§ **What is being asked**: Change "Spot" to "Find" in the entries, starting with the first line and going on through the line with "[0,24,440,31]", and give those lines back with everything else unchanged. Leave the pictures out of your answer.
____ Materials provided
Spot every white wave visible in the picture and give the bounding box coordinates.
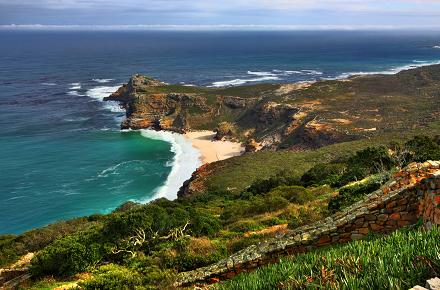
[209,76,280,88]
[86,86,120,101]
[92,79,114,84]
[86,86,125,113]
[332,61,440,80]
[140,130,202,202]
[301,69,323,75]
[247,71,277,77]
[180,82,196,87]
[98,160,144,177]
[280,70,303,75]
[64,117,90,122]
[67,91,85,97]
[69,83,81,90]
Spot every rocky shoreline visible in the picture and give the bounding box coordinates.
[104,65,440,151]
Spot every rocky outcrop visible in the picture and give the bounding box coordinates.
[105,65,440,150]
[175,161,440,286]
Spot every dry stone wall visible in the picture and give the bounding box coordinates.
[175,161,440,286]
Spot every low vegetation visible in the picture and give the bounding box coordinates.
[217,228,440,290]
[0,137,440,289]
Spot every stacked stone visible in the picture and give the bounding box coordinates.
[175,161,440,286]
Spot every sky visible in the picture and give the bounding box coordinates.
[0,0,440,29]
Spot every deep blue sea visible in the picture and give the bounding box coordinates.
[0,31,440,234]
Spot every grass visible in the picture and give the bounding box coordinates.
[217,228,440,290]
[205,140,375,192]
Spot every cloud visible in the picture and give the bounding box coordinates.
[0,0,440,26]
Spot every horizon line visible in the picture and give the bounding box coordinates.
[0,24,440,31]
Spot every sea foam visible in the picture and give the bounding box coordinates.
[140,129,202,202]
[86,85,125,113]
[332,60,440,80]
[209,76,280,88]
[92,79,114,84]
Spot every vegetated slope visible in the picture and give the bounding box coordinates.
[216,228,440,290]
[107,65,440,149]
[0,66,440,289]
[0,137,440,289]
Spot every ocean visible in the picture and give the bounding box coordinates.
[0,30,440,234]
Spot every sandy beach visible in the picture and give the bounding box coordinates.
[184,131,244,164]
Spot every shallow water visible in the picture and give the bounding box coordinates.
[0,31,440,233]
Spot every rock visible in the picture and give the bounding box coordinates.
[425,277,440,290]
[245,139,261,152]
[223,97,246,109]
[214,122,237,140]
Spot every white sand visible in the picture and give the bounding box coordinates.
[184,131,244,164]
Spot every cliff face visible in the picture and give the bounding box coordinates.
[106,65,440,150]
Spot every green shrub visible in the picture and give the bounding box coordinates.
[30,229,109,277]
[336,146,397,186]
[79,264,144,290]
[301,163,346,187]
[220,195,289,223]
[328,173,390,212]
[216,228,440,290]
[186,210,222,237]
[403,136,440,163]
[247,172,300,195]
[268,185,314,204]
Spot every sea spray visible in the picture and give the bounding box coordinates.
[140,129,202,202]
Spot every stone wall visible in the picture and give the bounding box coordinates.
[175,161,440,286]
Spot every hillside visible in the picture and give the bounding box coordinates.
[0,65,440,289]
[106,65,440,150]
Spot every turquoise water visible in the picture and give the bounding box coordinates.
[0,130,173,232]
[0,31,440,234]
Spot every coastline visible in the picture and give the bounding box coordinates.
[140,129,244,203]
[184,130,245,164]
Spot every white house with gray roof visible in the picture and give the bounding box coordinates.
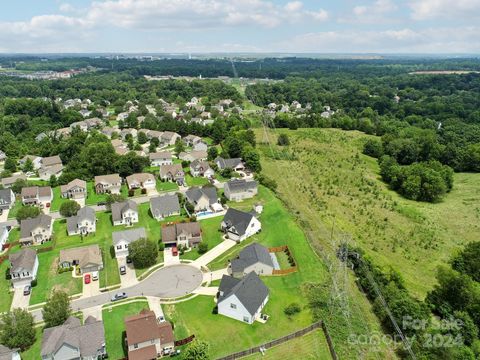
[112,200,138,226]
[217,271,269,324]
[223,179,258,201]
[230,243,275,278]
[221,208,262,242]
[8,249,38,288]
[67,206,97,236]
[112,228,147,258]
[150,194,180,220]
[40,316,107,360]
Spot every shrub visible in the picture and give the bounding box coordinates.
[283,303,302,317]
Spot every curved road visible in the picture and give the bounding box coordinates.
[32,264,203,322]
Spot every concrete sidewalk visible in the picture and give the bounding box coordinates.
[192,239,237,268]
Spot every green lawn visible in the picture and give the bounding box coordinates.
[102,301,148,359]
[181,216,223,260]
[20,327,43,360]
[165,187,332,358]
[156,179,178,192]
[50,186,68,211]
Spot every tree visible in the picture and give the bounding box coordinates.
[277,134,290,146]
[42,290,72,328]
[0,308,35,351]
[207,146,218,161]
[60,200,81,217]
[16,206,41,222]
[175,139,185,156]
[128,239,158,269]
[182,340,210,360]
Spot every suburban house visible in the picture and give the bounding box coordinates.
[95,174,122,194]
[125,309,175,360]
[8,249,38,288]
[160,164,185,184]
[162,222,202,248]
[67,206,97,236]
[221,208,262,242]
[217,271,269,324]
[112,228,147,258]
[112,200,138,226]
[59,244,103,274]
[215,157,245,171]
[0,344,21,360]
[183,135,202,147]
[38,155,63,180]
[18,155,42,170]
[185,186,223,212]
[60,179,87,199]
[20,214,53,245]
[230,243,275,278]
[148,151,172,166]
[150,194,180,220]
[160,131,182,145]
[40,316,107,360]
[0,189,15,214]
[178,151,208,162]
[126,173,157,190]
[0,223,10,250]
[193,141,208,151]
[223,179,258,201]
[21,186,53,208]
[1,174,27,188]
[190,160,215,178]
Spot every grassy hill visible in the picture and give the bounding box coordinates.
[256,129,480,298]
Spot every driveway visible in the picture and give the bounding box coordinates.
[192,239,237,268]
[117,256,138,288]
[31,264,203,322]
[10,287,30,310]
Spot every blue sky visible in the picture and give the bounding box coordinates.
[0,0,480,54]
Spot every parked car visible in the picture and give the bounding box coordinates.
[111,292,127,301]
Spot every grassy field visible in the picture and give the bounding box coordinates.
[102,301,148,359]
[244,330,331,360]
[257,129,480,298]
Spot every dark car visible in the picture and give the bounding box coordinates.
[120,265,127,275]
[111,292,127,301]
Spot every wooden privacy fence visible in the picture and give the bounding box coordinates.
[218,320,337,360]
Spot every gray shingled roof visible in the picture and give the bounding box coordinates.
[225,179,258,193]
[67,206,96,232]
[41,317,105,358]
[185,186,218,205]
[112,228,147,245]
[8,249,37,272]
[223,208,254,236]
[231,243,274,273]
[218,271,269,315]
[20,214,52,239]
[150,194,180,217]
[112,200,138,221]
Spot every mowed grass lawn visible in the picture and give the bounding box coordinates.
[102,301,148,359]
[164,186,327,358]
[244,330,331,360]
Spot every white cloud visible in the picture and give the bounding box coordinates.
[276,26,480,53]
[409,0,480,20]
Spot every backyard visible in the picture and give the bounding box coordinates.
[102,301,148,359]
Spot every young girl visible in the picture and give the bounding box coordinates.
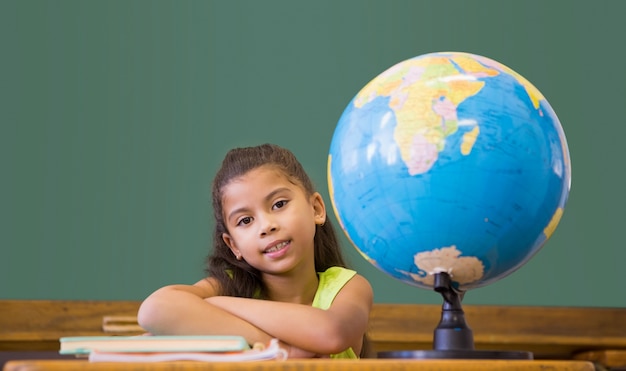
[138,144,373,358]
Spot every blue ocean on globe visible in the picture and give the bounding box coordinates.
[328,52,571,290]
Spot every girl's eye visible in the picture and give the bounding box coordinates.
[274,200,289,209]
[237,216,252,225]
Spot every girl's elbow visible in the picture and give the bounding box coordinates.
[137,298,159,332]
[320,327,353,354]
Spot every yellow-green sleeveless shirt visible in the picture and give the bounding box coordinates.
[312,267,359,359]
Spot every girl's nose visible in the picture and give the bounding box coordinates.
[260,215,278,236]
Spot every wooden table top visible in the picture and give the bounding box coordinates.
[4,359,594,371]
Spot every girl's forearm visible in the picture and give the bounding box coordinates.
[206,296,362,354]
[138,288,272,344]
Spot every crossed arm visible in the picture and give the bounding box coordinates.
[138,275,373,356]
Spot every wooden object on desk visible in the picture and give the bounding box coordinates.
[574,349,626,369]
[4,359,594,371]
[0,300,626,368]
[0,300,142,351]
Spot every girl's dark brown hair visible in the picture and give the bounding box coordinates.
[207,144,374,358]
[207,144,346,299]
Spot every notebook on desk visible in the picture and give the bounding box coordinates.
[59,335,249,356]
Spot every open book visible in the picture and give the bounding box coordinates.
[89,339,287,362]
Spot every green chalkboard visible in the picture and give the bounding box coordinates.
[0,0,626,307]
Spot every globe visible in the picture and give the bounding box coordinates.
[328,52,571,290]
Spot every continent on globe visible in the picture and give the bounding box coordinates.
[328,52,571,290]
[400,246,484,286]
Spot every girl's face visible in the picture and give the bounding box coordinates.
[222,166,326,274]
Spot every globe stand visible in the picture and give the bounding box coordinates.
[378,272,533,359]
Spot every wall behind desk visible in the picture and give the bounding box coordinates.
[0,0,626,307]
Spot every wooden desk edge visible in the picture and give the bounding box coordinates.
[4,359,595,371]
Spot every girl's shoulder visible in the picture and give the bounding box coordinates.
[193,277,222,298]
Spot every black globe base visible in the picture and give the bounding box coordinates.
[378,272,533,359]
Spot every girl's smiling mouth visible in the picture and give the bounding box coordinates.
[263,241,291,254]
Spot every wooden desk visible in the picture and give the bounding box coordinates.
[4,359,594,371]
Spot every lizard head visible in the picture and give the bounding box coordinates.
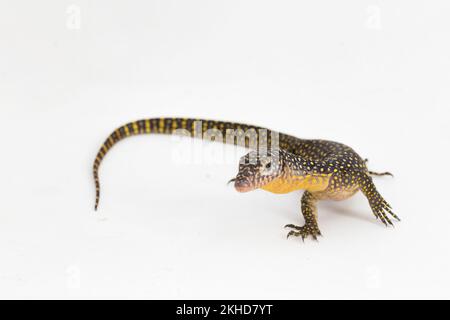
[230,150,284,192]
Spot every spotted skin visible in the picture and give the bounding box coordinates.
[93,118,400,239]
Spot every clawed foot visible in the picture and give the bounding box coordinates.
[372,199,400,227]
[284,224,322,241]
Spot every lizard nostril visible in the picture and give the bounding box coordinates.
[234,177,252,192]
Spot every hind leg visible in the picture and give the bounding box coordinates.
[364,158,394,177]
[358,174,400,226]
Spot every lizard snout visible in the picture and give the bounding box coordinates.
[234,176,254,192]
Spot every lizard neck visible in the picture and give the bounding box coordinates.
[261,156,331,194]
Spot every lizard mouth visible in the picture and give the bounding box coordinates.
[229,177,255,192]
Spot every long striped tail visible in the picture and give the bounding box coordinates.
[93,118,278,210]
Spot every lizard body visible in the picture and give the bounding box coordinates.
[93,118,400,239]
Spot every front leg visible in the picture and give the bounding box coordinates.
[285,191,321,240]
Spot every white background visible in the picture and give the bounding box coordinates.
[0,0,450,299]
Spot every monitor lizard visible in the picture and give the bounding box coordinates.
[93,118,400,240]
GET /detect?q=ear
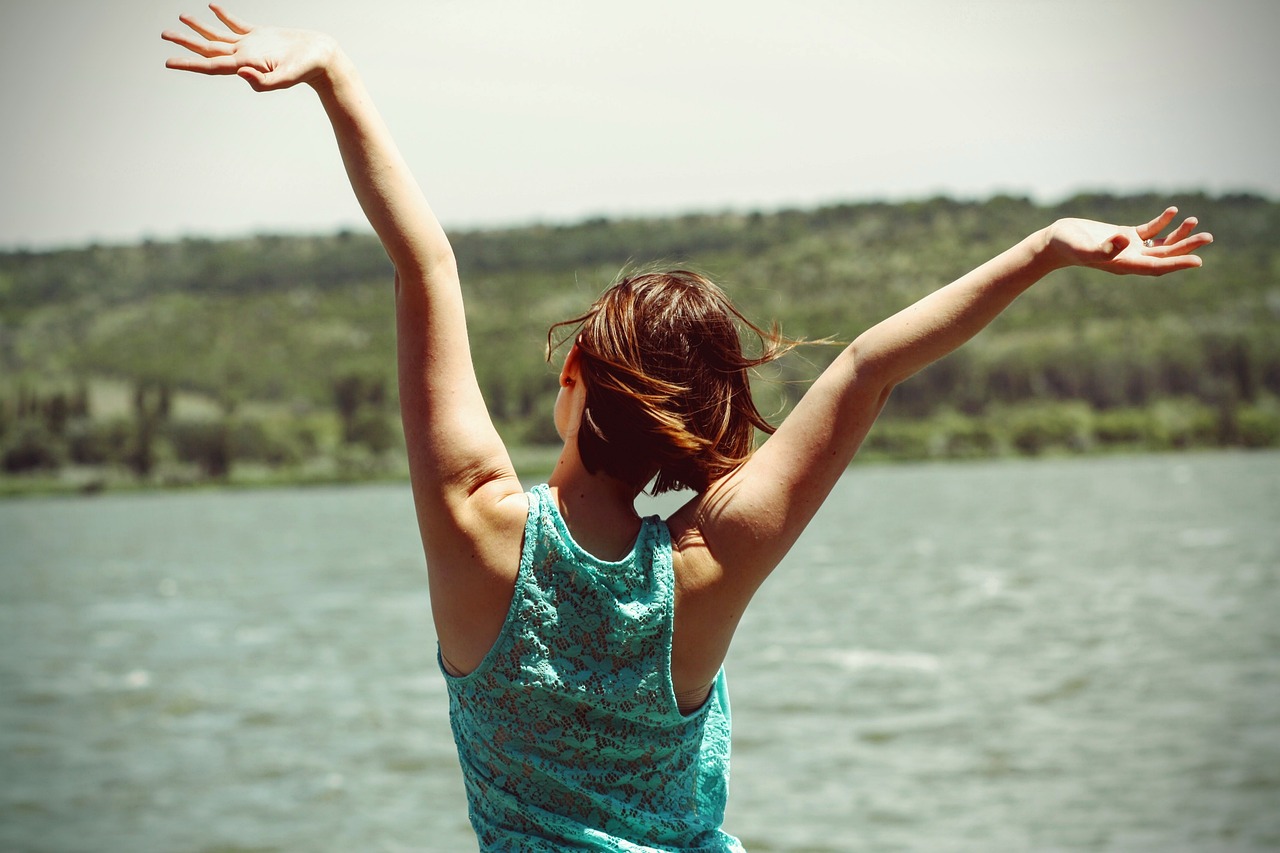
________
§ **Solved exercise**:
Find every white wave visible in the picture and give the bounding box coordinates.
[209,76,280,88]
[86,86,120,101]
[92,79,114,84]
[86,86,125,113]
[332,61,440,80]
[140,130,202,202]
[301,69,323,75]
[247,71,277,77]
[180,82,196,87]
[98,160,144,177]
[280,70,303,75]
[64,117,90,122]
[67,91,85,97]
[69,83,81,90]
Find every rocky shoreline visible in the picture and give the bounding box coordinates.
[104,65,440,151]
Find every rocky outcrop visible in the picture and give the bounding box coordinates.
[105,65,440,150]
[175,161,440,286]
Find every dry stone wall visible in the picture and give the bounding box coordinates.
[175,161,440,286]
Find every low vegetation visible in the picture and give the bounding box coordinates.
[217,228,440,290]
[0,137,440,289]
Find every stacked stone visible in the picture and give the bounding box coordinates.
[175,161,440,286]
Find every sky visible in the picture and give the bounding box coordinates.
[0,0,440,29]
Find every deep blue sea visible in the picture and give the bounding box coordinates.
[0,31,440,234]
Find every grass visible in the picture and give the bounding box coordinates.
[217,228,440,290]
[205,140,375,192]
Find every cloud visible in the picture and give the bounding box coordinates.
[0,0,440,26]
Find every horizon line visible in the picture and give the bounding box coordinates.
[0,24,440,31]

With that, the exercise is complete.